(Rows from a point annotation set)
----

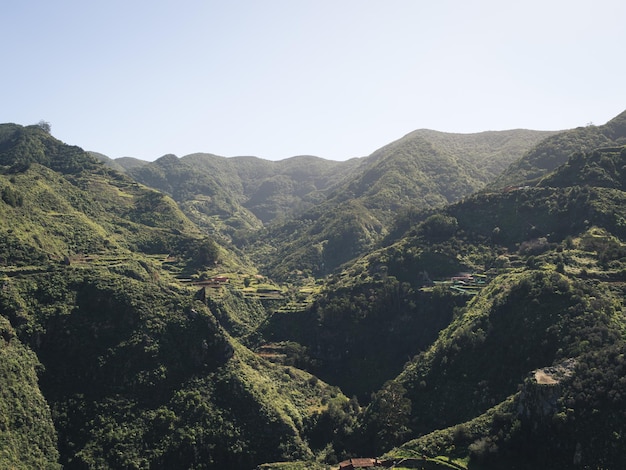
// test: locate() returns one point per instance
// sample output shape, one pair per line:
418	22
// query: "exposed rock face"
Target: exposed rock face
541	391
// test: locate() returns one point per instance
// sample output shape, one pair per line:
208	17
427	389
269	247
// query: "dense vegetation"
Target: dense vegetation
473	326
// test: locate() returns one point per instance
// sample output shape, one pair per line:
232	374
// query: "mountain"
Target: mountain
111	357
555	150
474	325
423	170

----

Reproduce every row above word for word, leaving out the pictures.

// test: locate() returns one point per instance
// sample output shape, one pair per line:
418	22
// query: "exposed rock face"
Target: exposed rock face
541	391
// test: locate() returns one point per instance
// sample output shape, one pair per line:
208	17
427	389
269	247
// query: "dense vegetation"
Target: dense vegetation
473	326
// test: locate() returns one point per instance
// sample output shape, one pair per line:
232	374
// query: "mountain"
Target: mountain
111	357
555	150
474	325
423	170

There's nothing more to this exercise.